-- Goal of the exercise --
Render everything from the line containing "Target: window opening" down to the last of the lines as a Markdown table with the columns Row and Text. Give each line its own number and leave out blank lines.

-- Working data --

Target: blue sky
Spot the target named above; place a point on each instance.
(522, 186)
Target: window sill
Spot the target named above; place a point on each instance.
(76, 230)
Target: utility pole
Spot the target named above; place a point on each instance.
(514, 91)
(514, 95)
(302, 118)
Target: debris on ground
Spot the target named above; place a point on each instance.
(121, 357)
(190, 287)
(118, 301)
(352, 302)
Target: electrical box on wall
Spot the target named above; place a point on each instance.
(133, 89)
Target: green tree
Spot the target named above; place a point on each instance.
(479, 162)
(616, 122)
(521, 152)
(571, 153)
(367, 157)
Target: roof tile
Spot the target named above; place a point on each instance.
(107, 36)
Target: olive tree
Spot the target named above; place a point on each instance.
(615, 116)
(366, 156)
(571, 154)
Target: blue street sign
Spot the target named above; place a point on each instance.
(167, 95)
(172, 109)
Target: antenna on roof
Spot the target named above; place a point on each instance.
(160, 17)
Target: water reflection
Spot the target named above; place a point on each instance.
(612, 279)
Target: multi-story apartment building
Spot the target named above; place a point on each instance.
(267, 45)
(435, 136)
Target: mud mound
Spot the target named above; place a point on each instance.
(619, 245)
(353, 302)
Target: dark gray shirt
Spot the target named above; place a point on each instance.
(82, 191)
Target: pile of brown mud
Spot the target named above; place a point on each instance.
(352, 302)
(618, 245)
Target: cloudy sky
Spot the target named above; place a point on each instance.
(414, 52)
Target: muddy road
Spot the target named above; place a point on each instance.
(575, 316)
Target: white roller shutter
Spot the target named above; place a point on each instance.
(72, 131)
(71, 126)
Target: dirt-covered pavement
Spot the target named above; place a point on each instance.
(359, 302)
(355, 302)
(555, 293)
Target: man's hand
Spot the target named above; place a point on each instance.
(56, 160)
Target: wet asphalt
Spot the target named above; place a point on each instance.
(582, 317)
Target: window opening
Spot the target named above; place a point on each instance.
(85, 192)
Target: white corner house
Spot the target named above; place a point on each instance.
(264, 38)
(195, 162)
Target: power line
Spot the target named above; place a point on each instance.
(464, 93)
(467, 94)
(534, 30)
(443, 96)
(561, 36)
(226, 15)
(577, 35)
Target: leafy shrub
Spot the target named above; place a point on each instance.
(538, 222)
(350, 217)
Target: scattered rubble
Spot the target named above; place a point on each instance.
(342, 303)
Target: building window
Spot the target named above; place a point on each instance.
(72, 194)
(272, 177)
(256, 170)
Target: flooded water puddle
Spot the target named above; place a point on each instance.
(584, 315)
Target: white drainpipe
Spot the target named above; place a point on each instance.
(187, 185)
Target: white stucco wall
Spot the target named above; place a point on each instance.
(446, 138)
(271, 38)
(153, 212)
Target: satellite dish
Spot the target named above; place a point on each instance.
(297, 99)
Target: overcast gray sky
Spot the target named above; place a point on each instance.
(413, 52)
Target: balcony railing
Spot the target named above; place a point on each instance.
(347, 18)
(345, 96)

-- Reply to the exercise --
| Row | Text |
|---|---|
| 1 | Target: window opening |
| 2 | Spot the target named above; place a point on each instance. |
| 3 | (85, 192) |
| 4 | Target: white corner house |
| 5 | Spot the target named above; place a point on each instance. |
| 6 | (264, 38) |
| 7 | (195, 162) |
| 8 | Target: power line |
| 9 | Spot the target named above; place a point on each instance. |
| 10 | (464, 93) |
| 11 | (467, 94) |
| 12 | (534, 30) |
| 13 | (443, 96) |
| 14 | (561, 36) |
| 15 | (226, 15) |
| 16 | (577, 35) |
| 17 | Target: leafy shrub |
| 18 | Spot the target named above; place a point on each instance. |
| 19 | (538, 222) |
| 20 | (350, 217) |
| 21 | Target: scattered rubble |
| 22 | Spot the target named above; place a point on each instance. |
| 23 | (342, 303) |
| 24 | Target: building window |
| 25 | Spot the target named above; place a point on each instance. |
| 26 | (72, 194) |
| 27 | (272, 177) |
| 28 | (256, 170) |
| 29 | Target: flooded water puddle |
| 30 | Spot the target named above; place a point on each instance. |
| 31 | (584, 315) |
| 32 | Target: white drainpipe |
| 33 | Spot the target named above; place a point on each instance. |
| 34 | (187, 185) |
| 35 | Target: white stucco wall |
| 36 | Spot the target named above; place a point on each instance. |
| 37 | (446, 138) |
| 38 | (271, 38) |
| 39 | (153, 212) |
| 40 | Target: satellite dish |
| 41 | Spot the target named above; place a point on each instance. |
| 42 | (297, 99) |
| 43 | Target: overcast gray sky |
| 44 | Spot the target named above; place a point on each instance. |
| 45 | (413, 52) |
| 46 | Target: balcony railing |
| 47 | Spot the target named above; place a point on each instance. |
| 48 | (347, 18) |
| 49 | (345, 96) |